Xtreme Drilling & Coil XDC.TO 4.15 [+0.01] announced solid Q4 results last week beating consensus and analyst estimates. After a long and painful 2012, the ship is finally turning around with 2013 setting up for a solid operational year with plenty of free cash flow.
Xtreme is a drilling & coil services company with one of the youngest fleets in the industry. It markets high-spec drilling rigs that perfectly fit today’s deep & complex wells. The company is mainly active in the hottest liquids plays in the US right now with a small footprint in Canada and Saudi Arabia.
I originally featured this company last February as an undervalued drilling company on the cusp of strong growth. However, the stock just got more undervalued, they had to raise money and the cusp of strong growth turned out to be a few months too early.
But the last quarterly results finally confirmed XDC has turned the corner.
To begin with, XDC’s $220+million expansion capital program from 2011-2012 is finally OVER. The company added 8 new XDR 500 drilling rigs, converted 3 older one to XDR 500 and built 5 XSR coil tubing units. For 2013, the company will be spending $15M in maintenance capex.
There’s a huge difference between a capex of $15M and $112M in 2012 and $115M in 2011.
XDC exited 2012 with $142M of debt on its $150M bank lines with a 3.6 debt to cash flow ratio, substantially lower than the peak of 5.7 registered in Q2-12. The company is targeting 2013 year end debt at $100M. This means debt to cash flow should drop below 3.0x, still high but at least stabilizing and heading in the right direction.
Operationally, 20 of its 21 XDR drilling rigs are currently at work including 3 of them in Canada. The remaining rigs are contracted to operators in the Bakken/Three Forks play in North Dakota and the DJ Basin/Niobrara play in Colorado. Xtreme has no drilling contracts up for renewal in 2013 – cash flow visibility is excellent for the year.

**The problem**
Can you rewrite the paragraph in the Xtreme Drilling & Coil text that begins "XDC exited 2012" as a short bulleted list of its main facts?

**Records**
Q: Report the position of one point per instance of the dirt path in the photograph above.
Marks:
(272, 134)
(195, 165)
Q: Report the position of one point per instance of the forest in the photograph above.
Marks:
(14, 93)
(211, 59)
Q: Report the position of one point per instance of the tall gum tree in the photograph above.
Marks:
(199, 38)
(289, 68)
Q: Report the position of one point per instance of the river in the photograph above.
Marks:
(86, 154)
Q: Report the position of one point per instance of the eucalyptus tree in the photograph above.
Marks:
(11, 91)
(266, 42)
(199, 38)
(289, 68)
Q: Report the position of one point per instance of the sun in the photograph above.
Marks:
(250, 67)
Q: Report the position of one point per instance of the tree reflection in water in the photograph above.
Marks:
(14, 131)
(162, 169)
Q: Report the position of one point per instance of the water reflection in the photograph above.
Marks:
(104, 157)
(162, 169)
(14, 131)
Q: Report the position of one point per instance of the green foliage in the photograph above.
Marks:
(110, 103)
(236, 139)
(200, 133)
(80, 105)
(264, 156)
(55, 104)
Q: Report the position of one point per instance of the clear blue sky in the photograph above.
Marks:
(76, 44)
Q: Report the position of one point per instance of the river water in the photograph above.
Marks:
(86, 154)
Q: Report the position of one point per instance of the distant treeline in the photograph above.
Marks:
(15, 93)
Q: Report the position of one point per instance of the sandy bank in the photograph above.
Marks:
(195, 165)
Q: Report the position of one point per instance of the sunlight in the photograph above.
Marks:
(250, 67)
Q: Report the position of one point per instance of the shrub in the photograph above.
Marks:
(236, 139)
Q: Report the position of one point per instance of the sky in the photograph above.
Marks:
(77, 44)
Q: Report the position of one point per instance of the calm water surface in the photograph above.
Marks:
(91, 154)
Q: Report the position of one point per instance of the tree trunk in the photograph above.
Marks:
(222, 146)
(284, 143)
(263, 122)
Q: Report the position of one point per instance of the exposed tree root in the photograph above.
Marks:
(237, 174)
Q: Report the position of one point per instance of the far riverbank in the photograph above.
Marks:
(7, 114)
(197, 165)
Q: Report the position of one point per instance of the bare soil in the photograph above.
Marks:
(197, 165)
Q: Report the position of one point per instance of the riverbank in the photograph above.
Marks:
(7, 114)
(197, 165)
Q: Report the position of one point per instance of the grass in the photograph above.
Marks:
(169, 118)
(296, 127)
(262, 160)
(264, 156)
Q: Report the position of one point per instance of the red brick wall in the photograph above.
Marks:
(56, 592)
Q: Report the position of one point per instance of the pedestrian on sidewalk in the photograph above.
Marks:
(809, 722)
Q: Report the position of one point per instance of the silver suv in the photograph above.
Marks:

**Full response**
- End of 2012: $142M of debt on $150M bank lines
- Debt to cash flow ratio of 3.6, down from a peak of 5.7 in Q2-12
- Target for 2013 year-end debt: $100M
- Debt to cash flow expected to fall below 3.0x: still high, but stabilizing and moving in the right direction